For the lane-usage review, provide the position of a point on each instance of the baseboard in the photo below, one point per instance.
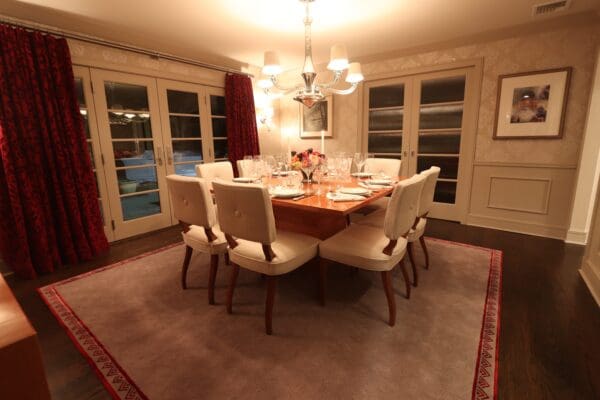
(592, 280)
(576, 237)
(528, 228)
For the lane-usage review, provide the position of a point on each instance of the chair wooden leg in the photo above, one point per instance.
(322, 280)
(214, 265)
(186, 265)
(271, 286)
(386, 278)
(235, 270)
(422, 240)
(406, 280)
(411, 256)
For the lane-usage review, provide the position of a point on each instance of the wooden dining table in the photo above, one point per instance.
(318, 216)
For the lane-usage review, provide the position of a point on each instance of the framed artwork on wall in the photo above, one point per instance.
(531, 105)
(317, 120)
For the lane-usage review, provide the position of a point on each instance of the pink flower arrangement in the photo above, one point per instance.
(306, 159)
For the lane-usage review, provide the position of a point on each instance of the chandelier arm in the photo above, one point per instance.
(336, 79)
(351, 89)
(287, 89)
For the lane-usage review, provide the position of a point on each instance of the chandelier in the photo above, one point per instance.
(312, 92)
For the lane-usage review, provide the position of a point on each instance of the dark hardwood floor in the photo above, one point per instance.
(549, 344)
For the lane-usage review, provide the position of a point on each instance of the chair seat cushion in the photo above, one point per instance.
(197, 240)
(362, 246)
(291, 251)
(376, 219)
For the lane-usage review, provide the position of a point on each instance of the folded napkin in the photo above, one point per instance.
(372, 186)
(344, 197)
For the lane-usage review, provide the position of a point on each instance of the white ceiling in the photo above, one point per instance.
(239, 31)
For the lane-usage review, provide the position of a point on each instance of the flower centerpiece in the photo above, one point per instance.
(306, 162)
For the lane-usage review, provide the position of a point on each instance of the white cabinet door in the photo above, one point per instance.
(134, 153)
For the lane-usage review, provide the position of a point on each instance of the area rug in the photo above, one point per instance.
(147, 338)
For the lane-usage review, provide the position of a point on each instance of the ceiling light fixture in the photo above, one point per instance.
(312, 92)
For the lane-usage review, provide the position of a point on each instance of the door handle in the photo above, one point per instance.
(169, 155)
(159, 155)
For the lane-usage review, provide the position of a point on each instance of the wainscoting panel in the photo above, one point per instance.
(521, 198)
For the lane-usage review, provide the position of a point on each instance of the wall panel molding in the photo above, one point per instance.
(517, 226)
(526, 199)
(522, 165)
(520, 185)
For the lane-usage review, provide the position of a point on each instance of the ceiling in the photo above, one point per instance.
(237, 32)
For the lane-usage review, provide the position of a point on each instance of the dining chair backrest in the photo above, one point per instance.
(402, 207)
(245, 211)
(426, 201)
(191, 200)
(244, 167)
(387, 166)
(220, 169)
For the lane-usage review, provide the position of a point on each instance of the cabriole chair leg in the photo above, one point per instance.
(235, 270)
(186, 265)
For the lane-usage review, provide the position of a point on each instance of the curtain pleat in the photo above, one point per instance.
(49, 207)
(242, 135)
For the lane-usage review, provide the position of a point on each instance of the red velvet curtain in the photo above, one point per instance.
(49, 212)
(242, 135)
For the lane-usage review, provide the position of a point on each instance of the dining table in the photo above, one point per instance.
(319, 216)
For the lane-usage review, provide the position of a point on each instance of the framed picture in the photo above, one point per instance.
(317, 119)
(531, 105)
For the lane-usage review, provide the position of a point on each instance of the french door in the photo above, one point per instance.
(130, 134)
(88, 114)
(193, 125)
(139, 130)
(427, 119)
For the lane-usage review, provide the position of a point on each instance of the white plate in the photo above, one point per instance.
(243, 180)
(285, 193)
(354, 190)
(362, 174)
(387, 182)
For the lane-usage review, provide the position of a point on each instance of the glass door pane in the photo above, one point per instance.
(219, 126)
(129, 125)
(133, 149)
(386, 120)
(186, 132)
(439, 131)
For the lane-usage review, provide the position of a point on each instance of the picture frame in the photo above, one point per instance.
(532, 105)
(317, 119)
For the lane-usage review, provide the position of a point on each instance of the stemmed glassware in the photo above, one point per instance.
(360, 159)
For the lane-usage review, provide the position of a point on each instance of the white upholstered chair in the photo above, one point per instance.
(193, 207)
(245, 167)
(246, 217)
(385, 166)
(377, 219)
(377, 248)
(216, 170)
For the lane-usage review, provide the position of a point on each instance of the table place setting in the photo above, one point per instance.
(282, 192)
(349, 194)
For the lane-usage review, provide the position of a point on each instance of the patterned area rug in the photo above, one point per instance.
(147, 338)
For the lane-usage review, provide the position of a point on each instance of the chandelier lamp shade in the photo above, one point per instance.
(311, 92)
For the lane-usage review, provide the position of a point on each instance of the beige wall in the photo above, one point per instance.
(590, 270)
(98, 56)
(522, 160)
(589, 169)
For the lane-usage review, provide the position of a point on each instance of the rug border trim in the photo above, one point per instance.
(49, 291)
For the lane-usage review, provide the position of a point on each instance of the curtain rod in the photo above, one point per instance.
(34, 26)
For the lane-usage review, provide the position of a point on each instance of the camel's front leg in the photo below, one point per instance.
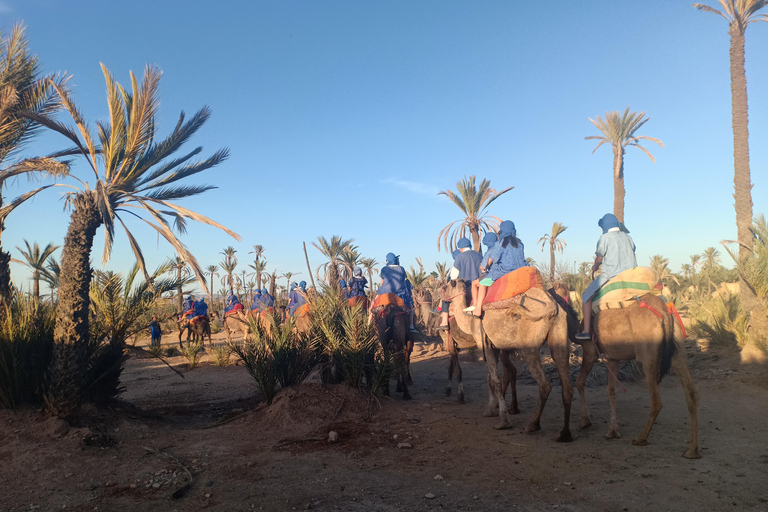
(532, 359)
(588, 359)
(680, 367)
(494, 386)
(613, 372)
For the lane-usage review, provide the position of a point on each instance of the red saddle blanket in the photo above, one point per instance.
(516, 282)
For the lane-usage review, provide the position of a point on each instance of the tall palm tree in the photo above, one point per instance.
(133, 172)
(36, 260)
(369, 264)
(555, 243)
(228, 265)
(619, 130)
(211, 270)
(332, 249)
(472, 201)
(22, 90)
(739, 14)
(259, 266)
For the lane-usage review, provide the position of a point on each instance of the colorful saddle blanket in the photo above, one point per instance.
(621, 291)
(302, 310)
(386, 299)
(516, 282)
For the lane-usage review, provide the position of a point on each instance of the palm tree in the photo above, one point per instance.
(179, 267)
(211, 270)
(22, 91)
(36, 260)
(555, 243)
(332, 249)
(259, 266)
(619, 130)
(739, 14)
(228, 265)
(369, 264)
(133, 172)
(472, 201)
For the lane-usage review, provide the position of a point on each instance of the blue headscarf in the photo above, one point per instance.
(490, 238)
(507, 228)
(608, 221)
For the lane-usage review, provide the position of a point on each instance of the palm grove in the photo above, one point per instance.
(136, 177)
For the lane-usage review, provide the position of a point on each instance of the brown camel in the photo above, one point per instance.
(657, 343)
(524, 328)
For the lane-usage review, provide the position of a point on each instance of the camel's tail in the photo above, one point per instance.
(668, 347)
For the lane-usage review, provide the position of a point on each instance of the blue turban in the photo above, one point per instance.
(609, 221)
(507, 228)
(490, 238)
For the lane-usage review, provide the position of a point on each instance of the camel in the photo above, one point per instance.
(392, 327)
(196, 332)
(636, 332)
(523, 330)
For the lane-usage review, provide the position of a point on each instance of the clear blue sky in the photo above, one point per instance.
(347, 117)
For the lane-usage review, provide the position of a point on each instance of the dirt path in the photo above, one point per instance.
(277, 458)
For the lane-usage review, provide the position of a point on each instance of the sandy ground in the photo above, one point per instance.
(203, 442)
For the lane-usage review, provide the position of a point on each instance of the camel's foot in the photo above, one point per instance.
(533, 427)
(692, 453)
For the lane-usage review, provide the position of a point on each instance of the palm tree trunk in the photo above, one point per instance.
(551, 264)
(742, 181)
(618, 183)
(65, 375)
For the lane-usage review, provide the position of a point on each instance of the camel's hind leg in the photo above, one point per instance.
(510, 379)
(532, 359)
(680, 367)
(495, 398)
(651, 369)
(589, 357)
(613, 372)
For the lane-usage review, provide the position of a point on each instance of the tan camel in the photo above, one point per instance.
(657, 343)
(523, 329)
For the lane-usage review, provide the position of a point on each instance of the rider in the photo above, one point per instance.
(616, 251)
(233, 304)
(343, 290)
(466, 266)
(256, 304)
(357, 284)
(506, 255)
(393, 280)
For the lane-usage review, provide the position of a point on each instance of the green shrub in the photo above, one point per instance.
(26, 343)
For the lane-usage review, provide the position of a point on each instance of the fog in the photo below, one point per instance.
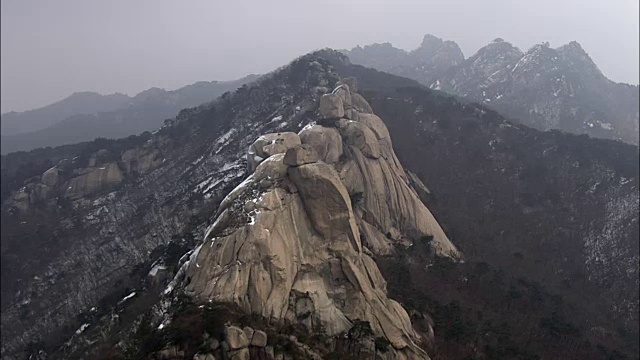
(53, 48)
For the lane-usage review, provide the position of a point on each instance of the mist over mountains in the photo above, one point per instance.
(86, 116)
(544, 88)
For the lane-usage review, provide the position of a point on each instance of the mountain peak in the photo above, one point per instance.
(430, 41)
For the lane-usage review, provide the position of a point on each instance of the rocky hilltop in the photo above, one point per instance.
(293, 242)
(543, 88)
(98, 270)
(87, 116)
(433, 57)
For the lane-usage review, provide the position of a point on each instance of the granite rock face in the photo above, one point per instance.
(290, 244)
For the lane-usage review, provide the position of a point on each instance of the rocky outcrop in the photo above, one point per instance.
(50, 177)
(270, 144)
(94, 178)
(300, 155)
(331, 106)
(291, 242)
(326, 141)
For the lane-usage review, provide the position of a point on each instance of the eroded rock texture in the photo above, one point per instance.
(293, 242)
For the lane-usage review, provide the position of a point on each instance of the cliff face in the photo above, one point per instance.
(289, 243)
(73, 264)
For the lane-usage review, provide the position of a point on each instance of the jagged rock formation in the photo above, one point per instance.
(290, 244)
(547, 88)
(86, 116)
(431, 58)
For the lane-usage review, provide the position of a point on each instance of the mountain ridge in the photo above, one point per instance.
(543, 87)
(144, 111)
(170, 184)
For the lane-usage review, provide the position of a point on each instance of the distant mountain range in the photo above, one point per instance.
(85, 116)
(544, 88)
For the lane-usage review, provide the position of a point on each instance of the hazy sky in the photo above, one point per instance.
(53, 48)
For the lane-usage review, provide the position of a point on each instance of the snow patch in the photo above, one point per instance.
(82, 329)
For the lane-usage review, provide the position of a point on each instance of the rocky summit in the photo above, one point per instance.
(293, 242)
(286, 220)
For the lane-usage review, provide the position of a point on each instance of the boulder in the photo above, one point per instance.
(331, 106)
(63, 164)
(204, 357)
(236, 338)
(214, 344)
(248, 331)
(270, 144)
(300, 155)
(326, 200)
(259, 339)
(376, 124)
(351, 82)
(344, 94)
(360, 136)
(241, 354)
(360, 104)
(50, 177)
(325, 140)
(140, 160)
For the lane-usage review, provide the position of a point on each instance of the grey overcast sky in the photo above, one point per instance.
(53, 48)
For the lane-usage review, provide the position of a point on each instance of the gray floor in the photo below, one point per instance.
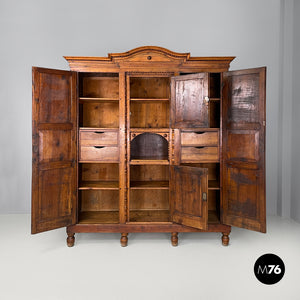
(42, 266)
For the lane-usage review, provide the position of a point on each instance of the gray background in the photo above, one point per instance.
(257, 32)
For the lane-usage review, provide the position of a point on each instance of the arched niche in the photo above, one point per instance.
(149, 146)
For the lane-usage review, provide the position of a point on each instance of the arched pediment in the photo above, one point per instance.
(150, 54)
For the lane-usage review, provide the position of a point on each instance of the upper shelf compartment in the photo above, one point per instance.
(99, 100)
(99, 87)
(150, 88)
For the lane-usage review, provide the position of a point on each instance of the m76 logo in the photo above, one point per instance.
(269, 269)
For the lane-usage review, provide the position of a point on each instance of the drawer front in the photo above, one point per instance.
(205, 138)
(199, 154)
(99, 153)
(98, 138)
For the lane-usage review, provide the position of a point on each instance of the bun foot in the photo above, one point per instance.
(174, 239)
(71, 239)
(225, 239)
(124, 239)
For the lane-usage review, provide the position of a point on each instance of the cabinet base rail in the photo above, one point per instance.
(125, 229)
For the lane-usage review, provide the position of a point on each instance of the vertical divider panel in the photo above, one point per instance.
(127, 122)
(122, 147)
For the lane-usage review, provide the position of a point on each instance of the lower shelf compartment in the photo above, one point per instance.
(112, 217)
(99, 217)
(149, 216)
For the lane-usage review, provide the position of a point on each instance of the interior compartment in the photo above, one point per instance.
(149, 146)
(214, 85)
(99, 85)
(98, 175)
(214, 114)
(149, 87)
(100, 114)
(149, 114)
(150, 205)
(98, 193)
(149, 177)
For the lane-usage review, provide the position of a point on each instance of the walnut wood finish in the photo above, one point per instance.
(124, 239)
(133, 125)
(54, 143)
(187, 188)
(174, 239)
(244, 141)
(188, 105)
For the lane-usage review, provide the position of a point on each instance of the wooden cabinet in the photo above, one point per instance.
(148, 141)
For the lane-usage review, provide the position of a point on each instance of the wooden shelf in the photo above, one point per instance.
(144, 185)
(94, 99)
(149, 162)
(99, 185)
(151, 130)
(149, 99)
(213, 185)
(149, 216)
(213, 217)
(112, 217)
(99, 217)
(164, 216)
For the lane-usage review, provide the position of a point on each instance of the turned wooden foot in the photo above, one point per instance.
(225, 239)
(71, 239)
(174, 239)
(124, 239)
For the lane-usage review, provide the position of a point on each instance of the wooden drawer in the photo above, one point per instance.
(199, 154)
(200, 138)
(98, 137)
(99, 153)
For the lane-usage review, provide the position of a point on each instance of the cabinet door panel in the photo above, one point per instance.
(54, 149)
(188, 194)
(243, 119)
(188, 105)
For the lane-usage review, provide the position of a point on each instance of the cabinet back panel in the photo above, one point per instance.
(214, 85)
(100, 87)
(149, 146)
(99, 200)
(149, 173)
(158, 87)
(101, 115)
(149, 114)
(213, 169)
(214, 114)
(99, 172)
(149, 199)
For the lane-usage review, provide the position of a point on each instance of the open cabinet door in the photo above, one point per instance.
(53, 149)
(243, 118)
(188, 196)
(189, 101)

· · · · · · ·

Task objective: Output, exactly and with no other text, the line that contains "the cabinet door" and all lines from there to the end of the records.

Solution to this task:
For the lane-usage review, provide the position of a point on each instance of the cabinet door panel in the photo above, one point per instance.
(54, 149)
(188, 194)
(243, 119)
(188, 105)
For the lane-usage review, provide the position of a point on each instance of the cabinet back panel in the photo above, one point per instance.
(214, 85)
(100, 87)
(149, 146)
(99, 200)
(149, 173)
(158, 87)
(101, 115)
(149, 114)
(213, 169)
(214, 114)
(99, 172)
(149, 199)
For the lane-usage review, provide the position of a point on each instance of the open cabinet door in the photo above, one point per instance.
(53, 149)
(243, 118)
(188, 196)
(189, 101)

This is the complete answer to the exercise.